Wow, my first post on BioStars. I have been browsing through the archives for a while now, but the time has come where I can't find the answer I need and I have to actually ASK. Thanks in advance for all your advice!
So I am trying to compare 4 amino acid fasta files (.faa) to find the common set of proteins. I have a local database with all the protein sequences which I use to retrieve the sequences and convert the BLAST output into fasta format. Here's what I have so far:
Step 1.BLAST File_1 and File_2, outputting to a new file "hits1"
blastp -query file_2.faa -subject file_1.faa -outfmt "6 sseqid" -evalue 1e-20 >hits1
Step 2. I then take the output file, which contains only the IDs and convert it to fasta format.
blastdbcmd -db local_db -dbtype prot -entry_batch hits1 -outfmt %f -out results1.faa
Step 3. Then I can take this file and compare it to file_3. Repeat steps 2 and 3 until all the files are compared...
blastp -query file_2.faa -subject results1.fasta -outfmt "6 sseqid" -evalue 1e-20 >hits1
The problem I am having is that with each round of BLAST, duplicates of each ID are created. For example in file_1 (and in the database) the gene ID "003375649" is only present 1x. But the hits1 file (after running the first round of BLAST) contains this ID 2x. Then on the second round of BLAST (hits2) the output contains this ID 4x. This means that although the original file contains only 3000 protein sequences, the hits 2 file already contains >42,000 sequences and the BLAST takes for.ev.er to run! I want to know how to solve this problem but more importantly I am interested in knowing why the program is creating duplicates for my general knowledge.

### Activity 1:
Retype the part of the BLAST forum post starting with "So I am trying" and going on through "it to fasta format.".
### Activity 2:
In the BLAST forum post, how many times does the gene ID "003375649" appear in the hits1 file after the first round of BLAST?
### Activity 3:
According to the BLAST forum post, why does the BLAST take so long to run by the second round?

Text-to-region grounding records

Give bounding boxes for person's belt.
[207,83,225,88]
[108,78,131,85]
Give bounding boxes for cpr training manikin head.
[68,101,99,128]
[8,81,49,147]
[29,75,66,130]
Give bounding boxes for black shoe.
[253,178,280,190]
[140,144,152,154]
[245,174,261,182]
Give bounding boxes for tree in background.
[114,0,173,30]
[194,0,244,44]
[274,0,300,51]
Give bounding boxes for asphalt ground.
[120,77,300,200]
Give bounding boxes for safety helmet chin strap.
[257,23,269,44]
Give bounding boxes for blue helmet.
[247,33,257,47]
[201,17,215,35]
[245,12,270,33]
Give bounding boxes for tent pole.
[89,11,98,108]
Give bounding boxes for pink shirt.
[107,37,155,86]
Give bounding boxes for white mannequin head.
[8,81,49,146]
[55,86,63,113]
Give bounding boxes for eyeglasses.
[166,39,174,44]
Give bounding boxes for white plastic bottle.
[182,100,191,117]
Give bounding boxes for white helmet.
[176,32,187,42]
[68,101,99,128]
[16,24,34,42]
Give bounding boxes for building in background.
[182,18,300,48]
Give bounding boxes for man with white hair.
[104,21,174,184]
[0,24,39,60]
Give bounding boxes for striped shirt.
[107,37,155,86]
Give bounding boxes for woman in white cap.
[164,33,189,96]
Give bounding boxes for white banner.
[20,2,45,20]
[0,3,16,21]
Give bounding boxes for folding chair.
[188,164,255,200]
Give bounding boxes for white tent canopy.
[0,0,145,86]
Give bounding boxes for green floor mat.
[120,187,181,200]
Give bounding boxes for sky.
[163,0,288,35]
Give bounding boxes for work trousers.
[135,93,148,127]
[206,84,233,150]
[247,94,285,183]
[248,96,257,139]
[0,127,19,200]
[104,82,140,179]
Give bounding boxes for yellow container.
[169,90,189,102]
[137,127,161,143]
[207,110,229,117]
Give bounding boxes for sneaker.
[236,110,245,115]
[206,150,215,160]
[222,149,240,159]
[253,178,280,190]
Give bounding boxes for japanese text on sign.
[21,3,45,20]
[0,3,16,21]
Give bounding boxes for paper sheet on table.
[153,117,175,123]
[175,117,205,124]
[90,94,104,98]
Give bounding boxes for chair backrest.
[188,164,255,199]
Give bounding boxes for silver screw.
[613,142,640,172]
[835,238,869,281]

...

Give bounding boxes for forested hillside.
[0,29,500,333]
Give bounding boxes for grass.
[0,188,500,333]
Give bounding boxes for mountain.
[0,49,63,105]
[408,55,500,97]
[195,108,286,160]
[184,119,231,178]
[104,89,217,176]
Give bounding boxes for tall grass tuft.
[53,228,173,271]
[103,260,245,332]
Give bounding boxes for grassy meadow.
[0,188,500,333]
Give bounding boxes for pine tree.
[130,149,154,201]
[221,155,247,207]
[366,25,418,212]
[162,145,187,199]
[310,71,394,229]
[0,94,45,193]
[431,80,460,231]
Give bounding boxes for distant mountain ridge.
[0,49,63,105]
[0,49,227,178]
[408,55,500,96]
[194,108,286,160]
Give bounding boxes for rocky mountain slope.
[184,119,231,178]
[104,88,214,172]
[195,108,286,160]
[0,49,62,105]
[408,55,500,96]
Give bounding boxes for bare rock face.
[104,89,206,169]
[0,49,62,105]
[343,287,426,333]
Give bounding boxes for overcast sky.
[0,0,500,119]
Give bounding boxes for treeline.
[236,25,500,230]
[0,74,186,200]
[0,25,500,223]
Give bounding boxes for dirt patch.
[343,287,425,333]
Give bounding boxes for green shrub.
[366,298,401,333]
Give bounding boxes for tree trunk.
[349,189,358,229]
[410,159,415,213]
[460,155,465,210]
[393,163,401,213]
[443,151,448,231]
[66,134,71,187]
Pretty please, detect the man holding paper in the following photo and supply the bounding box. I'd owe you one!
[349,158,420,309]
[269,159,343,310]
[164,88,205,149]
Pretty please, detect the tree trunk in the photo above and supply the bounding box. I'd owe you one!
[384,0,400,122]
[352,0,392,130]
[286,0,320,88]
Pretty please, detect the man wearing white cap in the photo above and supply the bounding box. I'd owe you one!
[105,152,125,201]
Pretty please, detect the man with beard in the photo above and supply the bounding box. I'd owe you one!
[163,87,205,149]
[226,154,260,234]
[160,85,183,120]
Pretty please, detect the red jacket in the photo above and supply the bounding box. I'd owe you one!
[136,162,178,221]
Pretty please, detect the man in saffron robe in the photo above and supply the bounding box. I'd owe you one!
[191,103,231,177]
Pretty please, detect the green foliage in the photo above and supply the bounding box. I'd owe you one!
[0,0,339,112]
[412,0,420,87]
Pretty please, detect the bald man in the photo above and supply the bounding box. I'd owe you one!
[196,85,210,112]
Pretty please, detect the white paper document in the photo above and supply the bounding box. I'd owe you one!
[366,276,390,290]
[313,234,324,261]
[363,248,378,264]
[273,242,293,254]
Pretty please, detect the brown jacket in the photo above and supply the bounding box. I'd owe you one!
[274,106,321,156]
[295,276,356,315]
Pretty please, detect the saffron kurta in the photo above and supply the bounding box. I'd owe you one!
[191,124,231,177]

--

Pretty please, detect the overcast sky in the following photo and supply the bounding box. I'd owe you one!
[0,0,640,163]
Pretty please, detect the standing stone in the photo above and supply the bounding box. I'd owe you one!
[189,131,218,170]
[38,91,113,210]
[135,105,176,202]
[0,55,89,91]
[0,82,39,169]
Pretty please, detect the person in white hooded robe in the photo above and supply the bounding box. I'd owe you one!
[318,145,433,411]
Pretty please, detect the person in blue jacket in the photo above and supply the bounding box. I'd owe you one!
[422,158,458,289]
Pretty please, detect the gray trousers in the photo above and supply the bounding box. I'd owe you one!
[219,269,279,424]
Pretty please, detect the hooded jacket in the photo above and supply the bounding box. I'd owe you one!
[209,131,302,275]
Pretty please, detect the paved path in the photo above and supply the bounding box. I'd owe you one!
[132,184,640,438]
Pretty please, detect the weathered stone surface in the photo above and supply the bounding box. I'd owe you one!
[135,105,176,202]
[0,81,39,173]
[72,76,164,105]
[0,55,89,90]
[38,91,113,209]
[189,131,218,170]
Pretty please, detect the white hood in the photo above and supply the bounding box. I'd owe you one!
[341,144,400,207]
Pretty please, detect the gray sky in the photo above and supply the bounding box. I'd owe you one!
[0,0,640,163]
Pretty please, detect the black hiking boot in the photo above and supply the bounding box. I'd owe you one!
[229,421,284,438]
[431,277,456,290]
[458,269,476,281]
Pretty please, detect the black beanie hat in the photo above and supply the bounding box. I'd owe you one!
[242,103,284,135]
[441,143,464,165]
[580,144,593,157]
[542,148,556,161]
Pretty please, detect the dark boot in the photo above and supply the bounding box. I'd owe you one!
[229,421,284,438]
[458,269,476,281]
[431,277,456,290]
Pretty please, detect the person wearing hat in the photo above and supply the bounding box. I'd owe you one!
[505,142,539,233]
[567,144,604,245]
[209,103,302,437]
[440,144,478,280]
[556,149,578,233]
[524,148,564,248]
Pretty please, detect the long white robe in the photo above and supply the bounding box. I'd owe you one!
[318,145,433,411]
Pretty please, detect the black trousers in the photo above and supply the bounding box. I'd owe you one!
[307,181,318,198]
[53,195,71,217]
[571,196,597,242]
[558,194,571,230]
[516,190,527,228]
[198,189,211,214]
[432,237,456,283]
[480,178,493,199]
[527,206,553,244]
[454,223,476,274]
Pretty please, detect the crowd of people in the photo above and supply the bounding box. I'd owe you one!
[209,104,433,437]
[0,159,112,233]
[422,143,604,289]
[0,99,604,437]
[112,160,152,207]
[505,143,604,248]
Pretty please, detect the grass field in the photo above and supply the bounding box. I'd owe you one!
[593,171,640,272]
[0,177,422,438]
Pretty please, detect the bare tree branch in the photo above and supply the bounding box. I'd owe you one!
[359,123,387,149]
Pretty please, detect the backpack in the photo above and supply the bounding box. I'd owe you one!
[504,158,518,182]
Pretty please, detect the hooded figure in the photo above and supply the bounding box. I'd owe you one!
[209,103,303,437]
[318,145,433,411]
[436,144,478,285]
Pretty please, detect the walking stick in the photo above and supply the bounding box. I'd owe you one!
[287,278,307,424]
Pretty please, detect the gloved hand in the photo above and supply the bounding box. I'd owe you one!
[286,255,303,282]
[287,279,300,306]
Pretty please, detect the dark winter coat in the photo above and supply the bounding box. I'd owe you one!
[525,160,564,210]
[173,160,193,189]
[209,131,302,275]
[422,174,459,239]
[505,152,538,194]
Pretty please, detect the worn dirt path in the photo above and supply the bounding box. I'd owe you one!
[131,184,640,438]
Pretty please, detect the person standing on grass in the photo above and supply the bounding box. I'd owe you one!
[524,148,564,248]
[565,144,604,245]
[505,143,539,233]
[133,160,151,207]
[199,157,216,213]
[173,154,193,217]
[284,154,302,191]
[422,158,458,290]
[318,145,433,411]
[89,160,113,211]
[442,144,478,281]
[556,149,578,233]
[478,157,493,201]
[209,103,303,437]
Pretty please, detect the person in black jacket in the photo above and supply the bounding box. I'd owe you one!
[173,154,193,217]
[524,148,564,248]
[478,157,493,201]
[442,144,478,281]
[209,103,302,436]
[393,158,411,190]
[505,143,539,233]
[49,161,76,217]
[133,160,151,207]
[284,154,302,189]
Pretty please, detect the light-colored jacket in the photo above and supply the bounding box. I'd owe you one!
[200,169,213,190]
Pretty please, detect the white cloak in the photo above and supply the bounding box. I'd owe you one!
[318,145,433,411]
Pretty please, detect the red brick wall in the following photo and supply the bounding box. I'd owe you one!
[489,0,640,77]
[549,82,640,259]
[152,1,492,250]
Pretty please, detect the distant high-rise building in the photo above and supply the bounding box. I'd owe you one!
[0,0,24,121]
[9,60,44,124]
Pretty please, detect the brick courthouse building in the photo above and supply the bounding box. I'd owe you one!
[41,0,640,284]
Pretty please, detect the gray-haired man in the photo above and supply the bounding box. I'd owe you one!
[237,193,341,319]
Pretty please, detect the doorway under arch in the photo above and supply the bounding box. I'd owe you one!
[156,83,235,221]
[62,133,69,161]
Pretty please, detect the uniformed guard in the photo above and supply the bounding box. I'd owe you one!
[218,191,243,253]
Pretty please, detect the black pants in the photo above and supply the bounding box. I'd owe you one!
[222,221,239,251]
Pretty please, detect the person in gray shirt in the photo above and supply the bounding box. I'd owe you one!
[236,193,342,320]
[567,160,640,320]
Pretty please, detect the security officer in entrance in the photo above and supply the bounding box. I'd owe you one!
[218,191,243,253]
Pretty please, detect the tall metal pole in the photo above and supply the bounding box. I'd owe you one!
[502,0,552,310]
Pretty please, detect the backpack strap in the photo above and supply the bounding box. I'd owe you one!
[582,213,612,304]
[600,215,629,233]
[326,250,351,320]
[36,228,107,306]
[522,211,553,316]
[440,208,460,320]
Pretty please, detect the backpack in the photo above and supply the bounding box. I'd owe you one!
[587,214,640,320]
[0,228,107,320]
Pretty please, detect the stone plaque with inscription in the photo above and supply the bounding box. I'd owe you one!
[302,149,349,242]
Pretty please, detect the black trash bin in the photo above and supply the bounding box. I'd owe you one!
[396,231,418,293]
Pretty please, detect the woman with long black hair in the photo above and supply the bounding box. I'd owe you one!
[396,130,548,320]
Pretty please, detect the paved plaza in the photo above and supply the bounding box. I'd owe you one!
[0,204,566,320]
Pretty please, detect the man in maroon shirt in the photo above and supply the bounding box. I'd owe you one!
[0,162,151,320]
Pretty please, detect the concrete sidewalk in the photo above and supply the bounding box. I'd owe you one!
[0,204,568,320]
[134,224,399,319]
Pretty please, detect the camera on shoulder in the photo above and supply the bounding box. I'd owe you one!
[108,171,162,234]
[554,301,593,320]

### Exercise solution 1:
So I am trying to compare 4 amino acid fasta files (.faa) to find the common set of proteins. I have a local database with all the protein sequences which I use to retrieve the sequences and convert the BLAST output into fasta format. Here's what I have so far:
Step 1.BLAST File_1 and File_2, outputting to a new file "hits1"
blastp -query file_2.faa -subject file_1.faa -outfmt "6 sseqid" -evalue 1e-20 >hits1
Step 2. I then take the output file, which contains only the IDs and convert it to fasta format.

### Exercise solution 2:
Two times.

### Exercise solution 3:
Each round of BLAST creates duplicates of each ID, so the output keeps growing. The original file has only 3000 protein sequences, but the hits2 file already holds more than 42,000.